◆ **Task brief**: In the article about the BMO settlement, starting with "The SEC has" and going on through "proprietary mutual funds.", change "mutual funds" to "investment funds" and write out that passage.
--- BEGIN Reading text ---
Sept 27 (Reuters) - Two units of Bank of Montreal BMO.TO agreed to pay about $38 million to settle U.S. regulatory charges they concealed conflicts of interests by failing to tell clients their money was often being invested in expensive, in-house funds.

The U.S. Securities and Exchange Commission on Friday said BMO Harris Financial Advisors and BMO Asset Management, both based in Chicago, will pay an $8.25 million civil fine plus $29.73 million of disgorgement and interest, with money used to compensate harmed investors.

"BMO advisers repeatedly put their own financial interests ahead of clients," C. Dabney O'Riordan, co-chief of the SEC enforcement division's asset management unit, said in a statement.

A spokeswoman for BMO said the bank was pleased to settle, and has improved its processes to identify, address and disclose conflicts of interest. The company did not admit or deny wrongdoing in agreeing to settle.

The SEC has long focused on conflicts of interest when financial advisers select mutual funds for clients, and brought many cases over alleged failures to disclose those conflicts.

According to the SEC, the BMO units failed to disclose that from July 2012 to March 2016, they invested about 50% of client assets in their retail Managed Asset Allocation Program in proprietary mutual funds.

The regulator said this resulted in higher management fees for BMO Asset Management, which managed the funds.

It also said BMO Harris Financial Advisors would invest client assets from the program in higher-cost share classes, when they were eligible for lower-cost share classes.

The program had $2.7 billion of assets under management as of March 31, 2016, of which $1.4 billion were in proprietary funds, the SEC said.
--- END Reading text ---
--- BEGIN Listing ---
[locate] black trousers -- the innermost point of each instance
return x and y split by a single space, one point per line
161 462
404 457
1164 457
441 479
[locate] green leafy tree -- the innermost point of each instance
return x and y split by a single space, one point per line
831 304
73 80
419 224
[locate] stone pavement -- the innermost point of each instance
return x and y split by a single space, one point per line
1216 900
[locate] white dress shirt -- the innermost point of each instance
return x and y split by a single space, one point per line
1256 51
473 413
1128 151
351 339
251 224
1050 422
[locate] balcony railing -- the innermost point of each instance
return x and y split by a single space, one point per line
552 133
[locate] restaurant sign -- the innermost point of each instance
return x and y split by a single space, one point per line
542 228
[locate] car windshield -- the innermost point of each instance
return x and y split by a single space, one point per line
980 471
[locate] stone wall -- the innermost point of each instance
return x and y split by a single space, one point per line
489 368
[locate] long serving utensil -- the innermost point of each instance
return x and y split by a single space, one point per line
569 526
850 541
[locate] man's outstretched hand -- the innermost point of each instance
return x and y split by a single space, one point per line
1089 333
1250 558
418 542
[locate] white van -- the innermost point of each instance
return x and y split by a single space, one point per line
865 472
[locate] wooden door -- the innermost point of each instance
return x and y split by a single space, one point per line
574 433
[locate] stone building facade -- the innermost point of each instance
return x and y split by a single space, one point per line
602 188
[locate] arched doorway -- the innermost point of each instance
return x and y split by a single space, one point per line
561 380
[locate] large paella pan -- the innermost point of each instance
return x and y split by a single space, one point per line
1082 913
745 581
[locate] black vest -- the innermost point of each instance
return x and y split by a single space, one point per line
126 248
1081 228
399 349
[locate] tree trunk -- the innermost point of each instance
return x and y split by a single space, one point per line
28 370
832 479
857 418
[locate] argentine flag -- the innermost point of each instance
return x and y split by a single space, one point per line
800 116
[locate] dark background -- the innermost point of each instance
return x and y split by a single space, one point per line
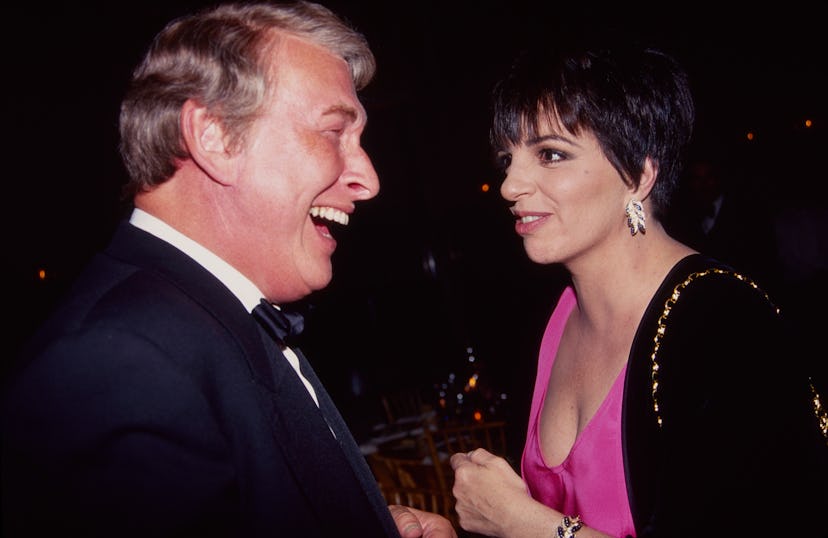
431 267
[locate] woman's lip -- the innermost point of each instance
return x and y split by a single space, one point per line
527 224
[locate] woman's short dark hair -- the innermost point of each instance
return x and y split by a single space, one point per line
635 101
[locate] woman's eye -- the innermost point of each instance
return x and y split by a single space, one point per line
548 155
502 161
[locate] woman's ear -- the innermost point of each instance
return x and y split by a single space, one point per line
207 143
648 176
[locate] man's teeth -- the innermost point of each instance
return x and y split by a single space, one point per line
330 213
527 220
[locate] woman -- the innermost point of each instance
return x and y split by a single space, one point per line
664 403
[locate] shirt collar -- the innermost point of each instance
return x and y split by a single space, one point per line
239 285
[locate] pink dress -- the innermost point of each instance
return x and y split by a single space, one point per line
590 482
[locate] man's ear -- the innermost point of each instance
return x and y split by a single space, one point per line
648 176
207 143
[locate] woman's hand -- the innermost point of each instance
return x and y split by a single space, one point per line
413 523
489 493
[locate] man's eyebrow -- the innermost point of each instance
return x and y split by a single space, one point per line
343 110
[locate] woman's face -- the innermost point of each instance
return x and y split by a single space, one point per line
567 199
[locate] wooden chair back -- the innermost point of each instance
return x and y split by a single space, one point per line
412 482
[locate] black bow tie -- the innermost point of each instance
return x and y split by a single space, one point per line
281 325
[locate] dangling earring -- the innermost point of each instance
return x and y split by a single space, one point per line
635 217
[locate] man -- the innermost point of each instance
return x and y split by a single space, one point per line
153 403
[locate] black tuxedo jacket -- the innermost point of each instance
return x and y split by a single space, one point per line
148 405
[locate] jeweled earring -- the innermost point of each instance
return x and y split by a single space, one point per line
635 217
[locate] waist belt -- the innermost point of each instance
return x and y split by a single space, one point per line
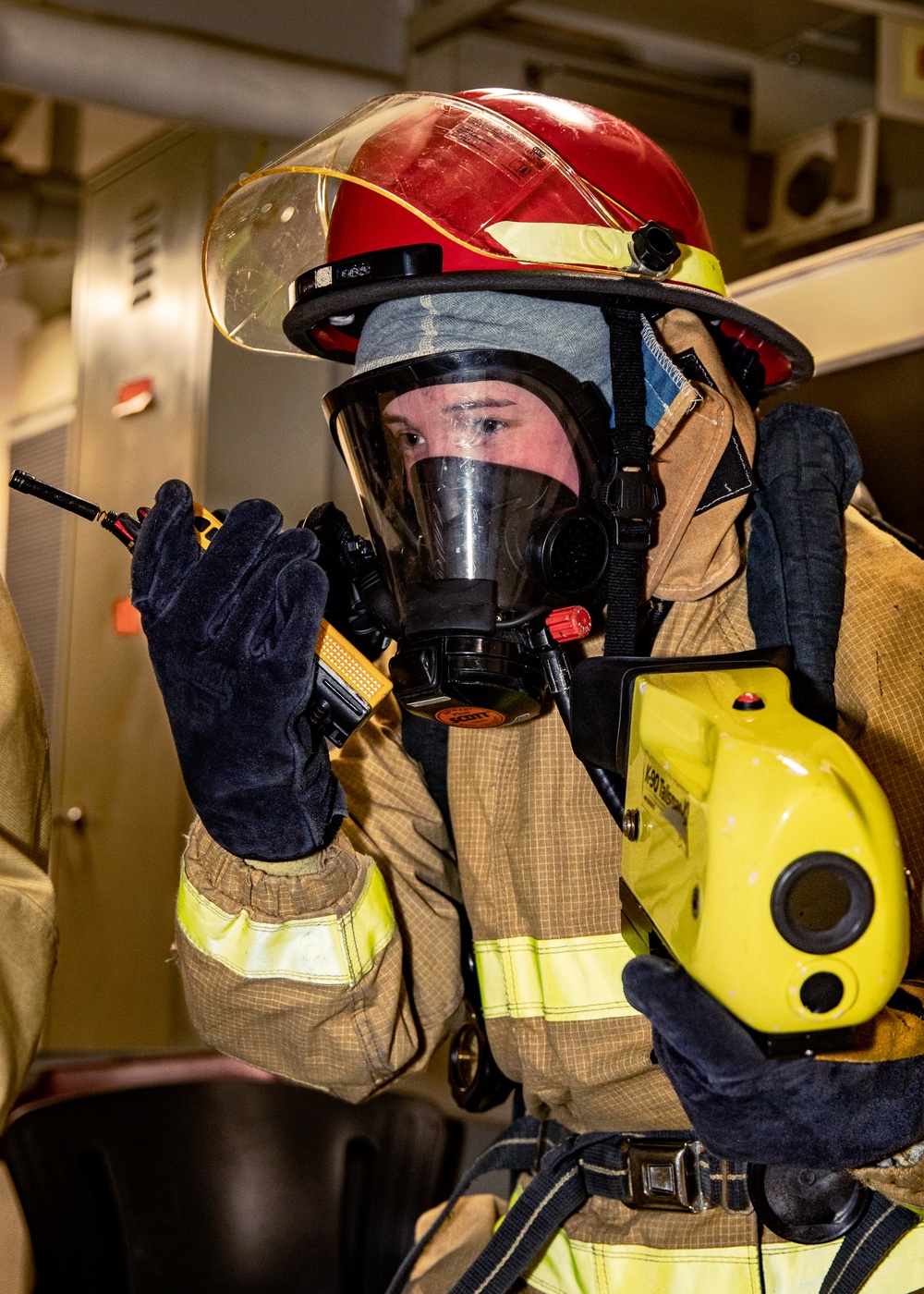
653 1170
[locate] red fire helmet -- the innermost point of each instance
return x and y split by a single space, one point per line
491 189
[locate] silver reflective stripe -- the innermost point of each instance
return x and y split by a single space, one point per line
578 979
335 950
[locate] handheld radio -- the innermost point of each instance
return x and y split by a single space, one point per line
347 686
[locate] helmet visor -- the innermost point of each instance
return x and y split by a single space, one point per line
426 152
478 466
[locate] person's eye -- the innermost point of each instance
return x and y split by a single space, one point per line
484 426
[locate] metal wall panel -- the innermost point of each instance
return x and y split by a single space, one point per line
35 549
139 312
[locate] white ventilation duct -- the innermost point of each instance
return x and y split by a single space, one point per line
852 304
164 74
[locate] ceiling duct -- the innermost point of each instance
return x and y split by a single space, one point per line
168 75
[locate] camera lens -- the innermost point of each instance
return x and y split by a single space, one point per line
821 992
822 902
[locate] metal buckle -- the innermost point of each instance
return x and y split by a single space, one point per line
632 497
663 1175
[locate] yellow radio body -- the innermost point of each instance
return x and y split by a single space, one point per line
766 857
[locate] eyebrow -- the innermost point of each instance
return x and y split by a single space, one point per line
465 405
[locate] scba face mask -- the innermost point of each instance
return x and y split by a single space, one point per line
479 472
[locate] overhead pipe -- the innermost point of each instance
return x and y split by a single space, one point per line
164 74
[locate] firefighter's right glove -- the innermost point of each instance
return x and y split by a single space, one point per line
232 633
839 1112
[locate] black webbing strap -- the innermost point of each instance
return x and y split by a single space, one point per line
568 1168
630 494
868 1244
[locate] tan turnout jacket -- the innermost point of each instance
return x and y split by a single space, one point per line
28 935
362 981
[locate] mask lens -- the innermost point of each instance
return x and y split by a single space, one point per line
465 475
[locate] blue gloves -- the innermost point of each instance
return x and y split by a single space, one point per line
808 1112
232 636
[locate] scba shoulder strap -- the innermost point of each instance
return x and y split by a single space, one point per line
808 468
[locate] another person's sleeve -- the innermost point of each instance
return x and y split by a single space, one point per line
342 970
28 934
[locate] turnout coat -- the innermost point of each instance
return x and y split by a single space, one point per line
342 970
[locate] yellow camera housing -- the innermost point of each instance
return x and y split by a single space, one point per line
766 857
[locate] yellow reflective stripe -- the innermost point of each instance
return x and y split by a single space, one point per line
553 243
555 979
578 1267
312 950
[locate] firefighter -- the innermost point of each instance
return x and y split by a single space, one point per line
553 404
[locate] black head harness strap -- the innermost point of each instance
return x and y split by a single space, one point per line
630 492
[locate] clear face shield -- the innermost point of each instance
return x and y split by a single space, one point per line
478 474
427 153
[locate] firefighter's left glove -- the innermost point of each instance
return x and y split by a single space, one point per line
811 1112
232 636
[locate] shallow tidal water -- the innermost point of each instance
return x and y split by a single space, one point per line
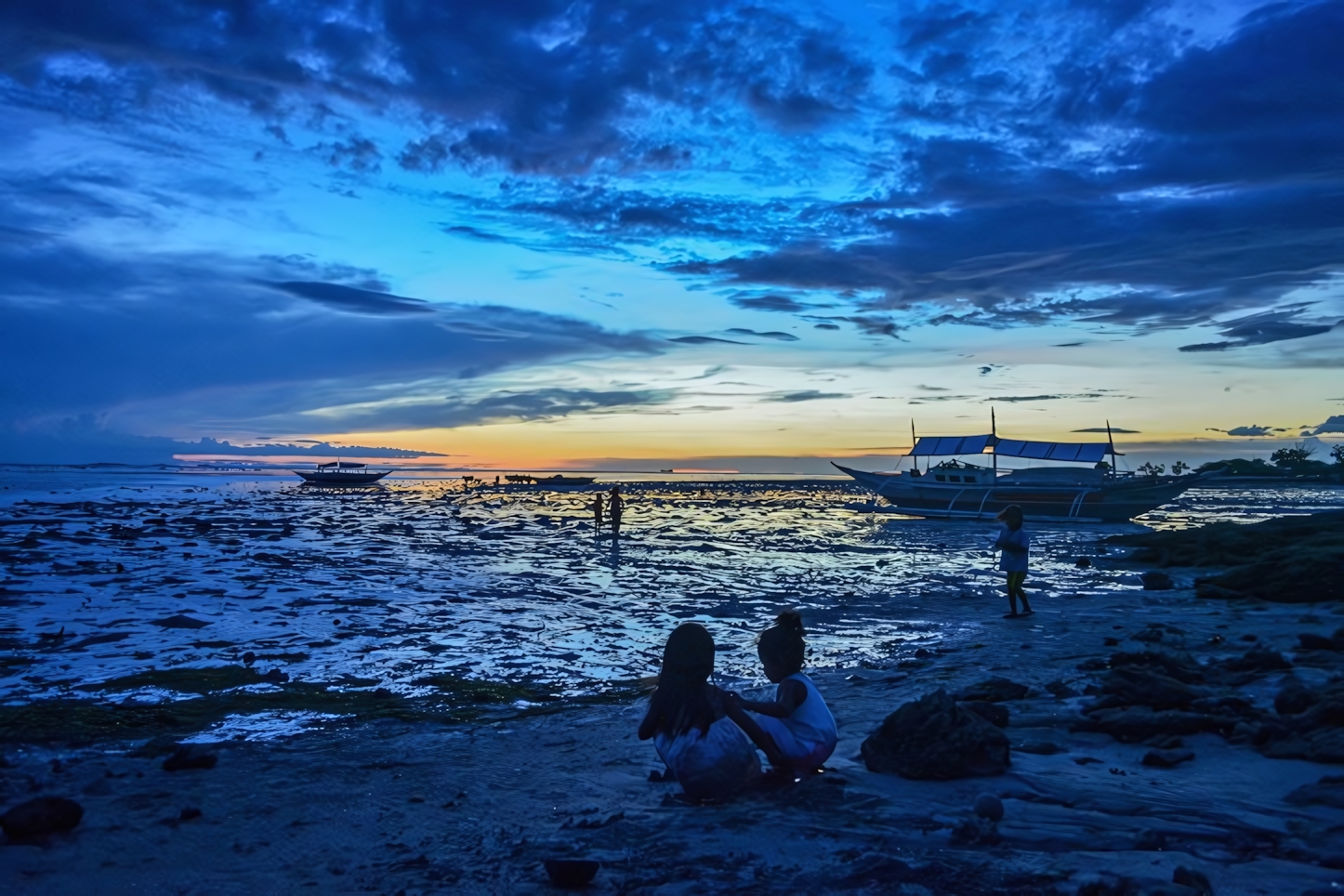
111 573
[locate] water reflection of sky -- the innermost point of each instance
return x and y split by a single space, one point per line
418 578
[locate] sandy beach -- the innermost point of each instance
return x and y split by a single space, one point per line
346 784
--- END Listing ---
◆ **Answer for the task**:
The SEC has long focused on conflicts of interest when financial advisers select investment funds for clients, and brought many cases over alleged failures to disclose those conflicts.

According to the SEC, the BMO units failed to disclose that from July 2012 to March 2016, they invested about 50% of client assets in their retail Managed Asset Allocation Program in proprietary investment funds.